▸ EXERCISE GOAL:
Name every performer that the 1967 television schedule below lists for the film Toys in the Attic.

▸ PAGE EXTRACT:
━━━━━━

Friday, Jul. 28, 1967
TELEVISION
Thursday, July 27
CBS THURSDAY NIGHT MOVIES (CBS, 9-11 p.m.).* Dean Martin plays it straight in Lillian Hellman's Toys in the Attic (1963), also featuring Geraldine Page, Wendy Hiller, Gene Tierney and Yvette Mimieux.
SUMMER FOCUS (ABC, 10-11 p.m.). The Mamas and The Papas, Dionne Warwick, Simon and Garfunkel, Johnny Mercer and Burt Bacharach get together in "The song-makers," explaining how they test--and play to--the public's ever-changing taste. Repeat.
Friday, July 28
THE AVENGERS (ABC, 10-11 p.m.). John Steed and Emma Peel in the jungles of London on the trail of some crooked cats.
Saturday, July 29
ABC'S WIDE WORLD OF SPORTS (ABC, 5-6:30 p.m.). Highlights of the swimming and track-and-field events at the Pan American games, live from Winnipeg, Canada.
SATURDAY NIGHT AT THE MOVIES (NBC, 9-11:30 p.m.). The Ugly American (1963), with Marlon Brando acting the part in Southeast Asia.
ABC NEWS SCOPE (10:30-11 p.m.). "This Is Saigon," the sights, sounds and strategic value of one of the world's most crowded--and dangerous--cities.

━━━━━━

▸ SUPPLIED RECORDS:
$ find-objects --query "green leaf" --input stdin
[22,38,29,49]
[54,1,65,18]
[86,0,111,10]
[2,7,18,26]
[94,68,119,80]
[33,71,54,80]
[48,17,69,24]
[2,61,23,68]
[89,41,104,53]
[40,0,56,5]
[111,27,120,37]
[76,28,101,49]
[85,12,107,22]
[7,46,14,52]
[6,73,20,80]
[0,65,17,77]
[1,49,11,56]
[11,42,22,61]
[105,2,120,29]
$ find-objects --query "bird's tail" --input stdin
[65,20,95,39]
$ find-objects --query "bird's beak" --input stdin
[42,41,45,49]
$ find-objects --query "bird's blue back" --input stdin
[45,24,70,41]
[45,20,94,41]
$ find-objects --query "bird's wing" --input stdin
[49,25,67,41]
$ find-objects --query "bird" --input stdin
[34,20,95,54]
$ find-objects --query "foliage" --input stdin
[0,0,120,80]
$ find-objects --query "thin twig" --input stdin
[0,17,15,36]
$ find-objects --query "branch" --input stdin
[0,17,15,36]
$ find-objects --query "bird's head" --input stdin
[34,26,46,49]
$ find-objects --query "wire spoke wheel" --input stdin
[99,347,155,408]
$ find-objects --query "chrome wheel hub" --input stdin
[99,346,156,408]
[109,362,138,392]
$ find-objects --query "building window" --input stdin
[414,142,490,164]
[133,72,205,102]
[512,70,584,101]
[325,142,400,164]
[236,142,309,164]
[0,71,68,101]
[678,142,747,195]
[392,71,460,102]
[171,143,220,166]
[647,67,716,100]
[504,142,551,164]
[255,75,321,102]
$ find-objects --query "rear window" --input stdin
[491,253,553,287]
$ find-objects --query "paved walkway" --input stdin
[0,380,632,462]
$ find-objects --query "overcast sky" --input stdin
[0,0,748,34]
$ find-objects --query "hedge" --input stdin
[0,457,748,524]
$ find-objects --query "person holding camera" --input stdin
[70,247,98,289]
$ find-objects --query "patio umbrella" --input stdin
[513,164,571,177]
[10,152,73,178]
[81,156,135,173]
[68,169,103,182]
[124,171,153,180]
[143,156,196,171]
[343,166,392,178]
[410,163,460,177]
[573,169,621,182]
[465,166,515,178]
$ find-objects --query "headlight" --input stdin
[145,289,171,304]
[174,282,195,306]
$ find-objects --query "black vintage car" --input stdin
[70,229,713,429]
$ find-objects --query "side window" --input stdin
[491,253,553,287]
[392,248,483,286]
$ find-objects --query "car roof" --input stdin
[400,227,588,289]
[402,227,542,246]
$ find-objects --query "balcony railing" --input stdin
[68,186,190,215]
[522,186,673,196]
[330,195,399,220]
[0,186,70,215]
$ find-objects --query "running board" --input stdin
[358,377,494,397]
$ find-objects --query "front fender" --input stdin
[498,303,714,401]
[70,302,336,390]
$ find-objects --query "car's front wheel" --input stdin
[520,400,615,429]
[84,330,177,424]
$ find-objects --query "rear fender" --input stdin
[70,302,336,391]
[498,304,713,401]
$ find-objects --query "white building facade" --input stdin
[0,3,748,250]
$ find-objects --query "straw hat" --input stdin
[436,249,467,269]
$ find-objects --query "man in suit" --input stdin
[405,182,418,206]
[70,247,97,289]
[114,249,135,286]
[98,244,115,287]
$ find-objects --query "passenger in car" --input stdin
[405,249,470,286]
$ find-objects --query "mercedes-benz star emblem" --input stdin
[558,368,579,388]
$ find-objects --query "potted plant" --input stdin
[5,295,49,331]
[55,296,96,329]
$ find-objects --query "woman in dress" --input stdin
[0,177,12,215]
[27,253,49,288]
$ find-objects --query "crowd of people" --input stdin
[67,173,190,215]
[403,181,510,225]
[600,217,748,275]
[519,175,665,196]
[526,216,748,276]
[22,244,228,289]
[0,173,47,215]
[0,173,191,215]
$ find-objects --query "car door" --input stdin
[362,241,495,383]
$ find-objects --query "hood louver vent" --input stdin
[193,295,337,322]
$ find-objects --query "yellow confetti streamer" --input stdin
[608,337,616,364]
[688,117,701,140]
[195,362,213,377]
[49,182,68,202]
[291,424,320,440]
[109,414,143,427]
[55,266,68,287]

━━━━━━

▸ OUTPUT FOR THIS EXERCISE:
Dean Martin, Geraldine Page, Wendy Hiller, Gene Tierney, Yvette Mimieux